Would you reproduce all of the entries exactly?
─── GIVEN INFORMATION
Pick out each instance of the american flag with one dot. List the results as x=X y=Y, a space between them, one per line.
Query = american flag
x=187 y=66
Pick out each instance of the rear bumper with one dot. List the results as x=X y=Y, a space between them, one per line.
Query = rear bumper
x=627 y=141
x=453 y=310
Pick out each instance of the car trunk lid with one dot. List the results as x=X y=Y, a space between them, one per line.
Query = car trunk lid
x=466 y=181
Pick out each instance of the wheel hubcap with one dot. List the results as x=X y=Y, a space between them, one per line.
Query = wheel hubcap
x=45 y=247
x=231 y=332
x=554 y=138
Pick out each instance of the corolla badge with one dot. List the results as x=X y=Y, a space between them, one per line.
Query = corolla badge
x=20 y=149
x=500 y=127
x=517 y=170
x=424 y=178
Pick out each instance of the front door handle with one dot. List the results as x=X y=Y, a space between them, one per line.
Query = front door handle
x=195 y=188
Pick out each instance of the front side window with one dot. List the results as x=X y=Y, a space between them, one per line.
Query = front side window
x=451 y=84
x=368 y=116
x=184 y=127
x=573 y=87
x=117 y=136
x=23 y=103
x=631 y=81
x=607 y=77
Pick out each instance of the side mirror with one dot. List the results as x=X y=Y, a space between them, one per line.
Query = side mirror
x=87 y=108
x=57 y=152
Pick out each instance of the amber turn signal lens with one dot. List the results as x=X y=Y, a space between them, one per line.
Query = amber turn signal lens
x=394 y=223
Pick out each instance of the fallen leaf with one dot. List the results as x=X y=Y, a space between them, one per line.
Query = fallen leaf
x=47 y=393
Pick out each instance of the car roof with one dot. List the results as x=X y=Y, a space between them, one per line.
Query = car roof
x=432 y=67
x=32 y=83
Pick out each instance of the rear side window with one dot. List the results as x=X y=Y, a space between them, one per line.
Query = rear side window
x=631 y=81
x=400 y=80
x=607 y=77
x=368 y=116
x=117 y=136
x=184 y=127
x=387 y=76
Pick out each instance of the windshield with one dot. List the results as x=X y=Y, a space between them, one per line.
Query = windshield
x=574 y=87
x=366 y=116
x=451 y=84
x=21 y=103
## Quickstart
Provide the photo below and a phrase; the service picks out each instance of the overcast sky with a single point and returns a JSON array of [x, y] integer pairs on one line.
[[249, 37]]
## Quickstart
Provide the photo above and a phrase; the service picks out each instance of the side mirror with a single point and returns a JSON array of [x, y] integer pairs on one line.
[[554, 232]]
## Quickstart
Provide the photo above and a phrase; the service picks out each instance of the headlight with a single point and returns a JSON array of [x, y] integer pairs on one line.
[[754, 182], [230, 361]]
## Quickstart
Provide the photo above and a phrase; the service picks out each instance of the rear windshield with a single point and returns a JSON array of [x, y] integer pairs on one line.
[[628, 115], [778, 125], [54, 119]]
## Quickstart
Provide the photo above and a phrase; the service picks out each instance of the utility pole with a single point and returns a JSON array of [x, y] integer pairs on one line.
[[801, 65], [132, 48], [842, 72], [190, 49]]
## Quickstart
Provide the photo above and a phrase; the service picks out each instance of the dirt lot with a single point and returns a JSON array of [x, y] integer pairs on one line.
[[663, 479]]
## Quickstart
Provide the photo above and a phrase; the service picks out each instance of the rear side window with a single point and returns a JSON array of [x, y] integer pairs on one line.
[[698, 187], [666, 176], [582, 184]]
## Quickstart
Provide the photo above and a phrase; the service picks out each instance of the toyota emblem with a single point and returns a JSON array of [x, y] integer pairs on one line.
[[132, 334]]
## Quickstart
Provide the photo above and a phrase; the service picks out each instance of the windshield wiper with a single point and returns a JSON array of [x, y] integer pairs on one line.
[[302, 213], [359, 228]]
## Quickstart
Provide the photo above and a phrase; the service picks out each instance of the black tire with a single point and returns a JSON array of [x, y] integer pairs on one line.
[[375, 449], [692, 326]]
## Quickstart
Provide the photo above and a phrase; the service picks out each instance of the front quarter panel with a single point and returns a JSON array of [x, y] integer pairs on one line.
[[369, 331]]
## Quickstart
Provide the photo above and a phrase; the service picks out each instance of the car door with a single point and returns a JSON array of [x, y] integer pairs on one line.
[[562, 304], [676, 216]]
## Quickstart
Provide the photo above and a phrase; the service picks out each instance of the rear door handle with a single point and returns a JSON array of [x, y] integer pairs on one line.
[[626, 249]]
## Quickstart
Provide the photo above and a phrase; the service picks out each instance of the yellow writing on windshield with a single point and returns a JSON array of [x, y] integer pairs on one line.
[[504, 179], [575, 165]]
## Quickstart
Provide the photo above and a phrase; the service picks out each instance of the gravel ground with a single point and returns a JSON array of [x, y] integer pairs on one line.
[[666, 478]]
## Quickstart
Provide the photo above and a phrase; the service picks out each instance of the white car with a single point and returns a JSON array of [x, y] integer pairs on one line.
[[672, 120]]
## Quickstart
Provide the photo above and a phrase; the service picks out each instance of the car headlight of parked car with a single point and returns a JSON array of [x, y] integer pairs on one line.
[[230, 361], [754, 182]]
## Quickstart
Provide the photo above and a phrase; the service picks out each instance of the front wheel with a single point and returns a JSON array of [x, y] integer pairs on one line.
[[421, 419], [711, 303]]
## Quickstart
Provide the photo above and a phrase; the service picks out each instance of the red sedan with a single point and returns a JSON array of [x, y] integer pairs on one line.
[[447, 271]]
──────
ANSWER SECTION.
Pick out each instance of the american flag with one dot. List the results as x=X y=Y, a space between them, one per line.
Query = american flag
x=187 y=66
Pick out each instance of the rear bumper with one dot. List the results as x=X y=Y, a space between them, one per line.
Query = rear bumper
x=627 y=141
x=453 y=310
Pick out each instance of the car trunk lid with one dot. List the results as x=X y=Y, a space between them, one per line.
Query = car trunk lid
x=466 y=181
Pick out each instance of the wheel hubcap with one dot. List the results as x=X y=Y, a space between them, one per line.
Query = wheel hubcap
x=45 y=247
x=231 y=332
x=554 y=138
Pick out each instance of the corolla badge with one dot. List the results as x=X y=Y, a space between them, one per line.
Query = corolla badge
x=20 y=149
x=500 y=127
x=517 y=170
x=424 y=178
Pick out each instance of the front door handle with one dot. List the results as x=X y=Y, a space between them, one per line.
Query = front door handle
x=195 y=188
Pick out each instance of the front side window with one dot. List the results as x=X y=Y, a space between them, one per line.
Query = front side window
x=451 y=84
x=368 y=116
x=184 y=127
x=573 y=87
x=117 y=136
x=23 y=103
x=631 y=81
x=607 y=77
Pick out each instance of the side mirror with one dot. List the results as x=X y=Y, a space between them, one per line.
Query = side mirror
x=87 y=108
x=57 y=152
Pick out each instance of the amber turn signal lens with one dot. List the results as x=X y=Y, a space between them, one per line.
Query = amber turn signal lens
x=394 y=223
Pick out each instance of the fallen leaf with one dot. List the results as x=X y=Y, a space between them, one per line.
Query = fallen leaf
x=47 y=393
Pick out each instance of the car roof with one dot. List the results as x=X y=Y, a space between them, one per line.
Query = car roof
x=432 y=67
x=32 y=83
Pick out each instance of the rear side window with one dot. List the results as x=X y=Y, a space between them, one per line.
Query = rear side window
x=631 y=81
x=400 y=80
x=607 y=77
x=368 y=116
x=117 y=136
x=184 y=127
x=387 y=76
Pick out each instance of the windshield with one dot. List the results as x=X y=Y, a space between them, one per line.
Query = windshield
x=574 y=87
x=366 y=116
x=451 y=84
x=21 y=103
## Quickstart
Provide the photo below and a phrase; the service picks out each instance of the overcast sky with a single point and returns a JSON array of [x, y] integer pairs on one line.
[[249, 37]]
## Quickstart
Provide the photo above and a phrase; the service picks out each instance of the side mirror with a single point and returns a JSON array of [x, y] integer pairs on one line.
[[554, 232]]
## Quickstart
Provide the photo above and a phrase; the service picks out each instance of the headlight with a single point and returns a JSON array of [x, y] integer pairs on one line.
[[754, 182], [230, 361]]
## Quickstart
Provide the photo above and a phrase; the service picks out each instance of the rear windshield with a single point and returns a JSON array of [x, y] integer pairs on one line.
[[628, 115], [778, 125], [54, 119]]
## Quickstart
Provide the photo above and a phrase; the service picks out each instance of the utility pole with a single point and returns a JSON array of [x, y] integer pairs on one line.
[[801, 65], [132, 48], [842, 72], [190, 49]]
## Quickstart
Provide the photo above and a phrase; the service picks out each instance of the dirt lot with a single point and returns a JSON array of [x, y] integer pairs on one line.
[[663, 479]]
## Quickstart
Provide the photo above and a phrase; the service picks out each instance of the rear side window with a single point and returns a JSON array of [x, y] integer pairs on one line.
[[698, 187], [666, 176], [582, 184]]
## Quickstart
Provide the photo above and a phrase; the service picks out each instance of the toyota emblem with a single point and returns a JSON array of [x, y] integer pairs on one line.
[[132, 334]]
## Quickstart
Provide the photo above and a phrase; the service picks out each instance of the windshield wiper with a single point and returns a JSON array of [x, y] integer pairs on one line.
[[302, 213], [359, 228]]
## Quickstart
Provide the photo above and a phrase; the service picks out each instance of the black tire with a single point and returns a JSON array of [x, y] integer pairs on one line.
[[375, 449], [692, 326]]
## Quickstart
Provide the photo above and a phrase; the service picks out each instance of the front quarter panel with a single point and returns a JSON array of [x, y] integer pairs on one line.
[[369, 331]]
## Quickstart
Provide the photo above and a phrase; the service picks out each instance of the car door with a single point and returns a JSON array of [x, y] integer pairs on one line.
[[562, 304], [676, 216]]
## Quickstart
Provide the photo above and a phrase; the service picks out each instance of the rear door handle with a single point and returns a JSON array of [x, y] integer pairs on one line.
[[626, 249]]
## Quickstart
Provide the photo above and a phrase; the service picks out each instance of the yellow writing on windshield with a single point and returns a JSON array of [x, y] integer pairs on one line.
[[504, 179], [575, 165]]
## Quickstart
Provide the photo above and a phrase; the service picks out each instance of the gravel ground with a single point and returns a JSON array of [x, y] integer pairs on one line.
[[666, 478]]
## Quickstart
Provide the photo above and a phrase; the service picks out each instance of the white car with a single point and returns a JSON array of [x, y] integer pairs on one line.
[[672, 120]]
## Quickstart
Provide the photo above and a phrase; the service picks out each instance of the car headlight of parked car with a single point and returns a JSON array of [x, y] integer pairs on one line.
[[230, 361], [754, 182]]
## Quickstart
Provide the photo above and a phrase; the service picks out each instance of the front wheel with a single point and returns a JSON array of [x, y] integer pairs on one line.
[[421, 419], [711, 303]]
## Quickstart
Provide the photo above and a phrase; the service picks out each instance of the red sedan with a single point and returns a JSON array of [x, y] integer pairs on one line.
[[447, 271]]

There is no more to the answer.